* WORK TO DO *
Give the listing below as a Markdown table with the columns Row and Line, putting one line in each row and skipping blank lines.

* PROVIDED ENTRIES *
#####

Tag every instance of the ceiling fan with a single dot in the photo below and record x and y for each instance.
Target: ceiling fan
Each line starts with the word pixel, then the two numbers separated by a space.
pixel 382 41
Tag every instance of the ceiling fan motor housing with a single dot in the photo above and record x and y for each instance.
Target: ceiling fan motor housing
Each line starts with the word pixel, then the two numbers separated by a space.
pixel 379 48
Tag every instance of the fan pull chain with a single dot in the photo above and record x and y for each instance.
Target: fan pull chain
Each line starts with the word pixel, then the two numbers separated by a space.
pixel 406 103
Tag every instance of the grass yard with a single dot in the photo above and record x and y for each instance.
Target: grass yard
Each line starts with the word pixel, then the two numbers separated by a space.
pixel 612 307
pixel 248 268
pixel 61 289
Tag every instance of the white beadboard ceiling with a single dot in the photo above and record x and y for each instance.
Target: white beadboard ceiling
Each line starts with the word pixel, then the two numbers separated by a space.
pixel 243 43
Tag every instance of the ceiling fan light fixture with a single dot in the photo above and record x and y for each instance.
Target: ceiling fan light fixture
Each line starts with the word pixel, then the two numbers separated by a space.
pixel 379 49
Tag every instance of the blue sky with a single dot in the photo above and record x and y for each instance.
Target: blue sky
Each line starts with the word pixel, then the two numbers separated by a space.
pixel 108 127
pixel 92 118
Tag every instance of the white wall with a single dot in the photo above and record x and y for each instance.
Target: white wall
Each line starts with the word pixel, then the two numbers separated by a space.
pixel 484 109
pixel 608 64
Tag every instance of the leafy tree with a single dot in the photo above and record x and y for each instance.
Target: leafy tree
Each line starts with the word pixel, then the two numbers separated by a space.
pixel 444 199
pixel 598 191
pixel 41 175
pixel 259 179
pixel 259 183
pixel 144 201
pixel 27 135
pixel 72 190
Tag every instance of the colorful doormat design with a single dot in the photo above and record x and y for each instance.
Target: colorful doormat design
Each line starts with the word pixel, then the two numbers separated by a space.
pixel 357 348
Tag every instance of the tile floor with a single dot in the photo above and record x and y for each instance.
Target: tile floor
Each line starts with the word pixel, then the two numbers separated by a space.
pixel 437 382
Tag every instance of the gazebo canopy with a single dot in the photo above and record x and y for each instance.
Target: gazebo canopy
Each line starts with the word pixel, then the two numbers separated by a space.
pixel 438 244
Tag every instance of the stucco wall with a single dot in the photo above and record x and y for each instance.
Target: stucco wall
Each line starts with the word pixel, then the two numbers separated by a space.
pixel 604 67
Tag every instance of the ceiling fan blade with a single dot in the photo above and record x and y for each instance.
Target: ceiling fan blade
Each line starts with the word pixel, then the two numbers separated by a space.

#####

* SOLUTION TO THIS PROBLEM *
| Row | Line |
|---|---|
| 1 | Tag every instance of the ceiling fan with a single dot in the photo below and record x and y for each instance. |
| 2 | Target: ceiling fan |
| 3 | Each line starts with the word pixel, then the two numbers separated by a space. |
| 4 | pixel 382 41 |
| 5 | Tag every instance of the ceiling fan motor housing with a single dot in the photo above and record x and y for each instance. |
| 6 | Target: ceiling fan motor housing |
| 7 | Each line starts with the word pixel, then the two numbers separated by a space. |
| 8 | pixel 379 48 |
| 9 | Tag every instance of the fan pull chain with a single dot in the photo above and record x and y for each instance. |
| 10 | Target: fan pull chain |
| 11 | Each line starts with the word pixel, then the two numbers separated by a space. |
| 12 | pixel 406 103 |
| 13 | Tag every instance of the grass yard with a single dot in the photo above and record x and y for each instance. |
| 14 | Target: grass yard |
| 15 | Each line starts with the word pixel, then the two numbers separated by a space. |
| 16 | pixel 612 307 |
| 17 | pixel 248 268 |
| 18 | pixel 61 289 |
| 19 | Tag every instance of the white beadboard ceiling with a single dot in the photo above and record x and y for each instance. |
| 20 | Target: white beadboard ceiling |
| 21 | Each line starts with the word pixel, then the two numbers separated by a space. |
| 22 | pixel 243 43 |
| 23 | Tag every instance of the ceiling fan light fixture with a single dot in the photo above and record x and y for each instance. |
| 24 | Target: ceiling fan light fixture |
| 25 | Each line starts with the word pixel, then the two numbers separated by a space. |
| 26 | pixel 379 49 |
| 27 | Tag every instance of the blue sky with a single dot in the photo above and record x and y for each instance. |
| 28 | Target: blue sky |
| 29 | Each line starts with the word pixel, then the two numbers separated by a space. |
| 30 | pixel 108 127 |
| 31 | pixel 92 118 |
| 32 | Tag every instance of the white wall with a single dot in the photo above and record x and y for each instance. |
| 33 | Target: white wall |
| 34 | Each line starts with the word pixel, then the two numbers separated by a space. |
| 35 | pixel 484 109 |
| 36 | pixel 608 64 |
| 37 | Tag every instance of the leafy tree with a single dot in the photo above and record x and y for each instance. |
| 38 | Target: leafy tree |
| 39 | Each line starts with the word pixel, then the two numbers separated by a space. |
| 40 | pixel 444 199 |
| 41 | pixel 598 191 |
| 42 | pixel 41 175 |
| 43 | pixel 259 179 |
| 44 | pixel 259 183 |
| 45 | pixel 144 201 |
| 46 | pixel 27 135 |
| 47 | pixel 72 190 |
| 48 | Tag every instance of the colorful doormat design with a single dot in the photo above and record x and y for each instance. |
| 49 | Target: colorful doormat design |
| 50 | Each line starts with the word pixel, then the two numbers separated by a space. |
| 51 | pixel 357 348 |
| 52 | Tag every instance of the tile floor with a single dot in the photo above and record x and y for each instance. |
| 53 | Target: tile floor |
| 54 | Each line starts with the word pixel, then the two numbers separated by a space. |
| 55 | pixel 437 382 |
| 56 | Tag every instance of the gazebo canopy with a single dot in the photo above and record x and y for each instance. |
| 57 | Target: gazebo canopy |
| 58 | Each line starts with the word pixel, then the two numbers separated by a space. |
| 59 | pixel 438 244 |
| 60 | Tag every instance of the stucco wall with a single dot in the photo above and record x and y for each instance. |
| 61 | Target: stucco wall |
| 62 | Each line starts with the word pixel, then the two numbers separated by a space. |
| 63 | pixel 604 67 |
| 64 | Tag every instance of the ceiling fan blade with a single dot in the photo above and record x and y for each instance. |
| 65 | Target: ceiling fan blade |
| 66 | Each line starts with the word pixel, then the two numbers separated by a space. |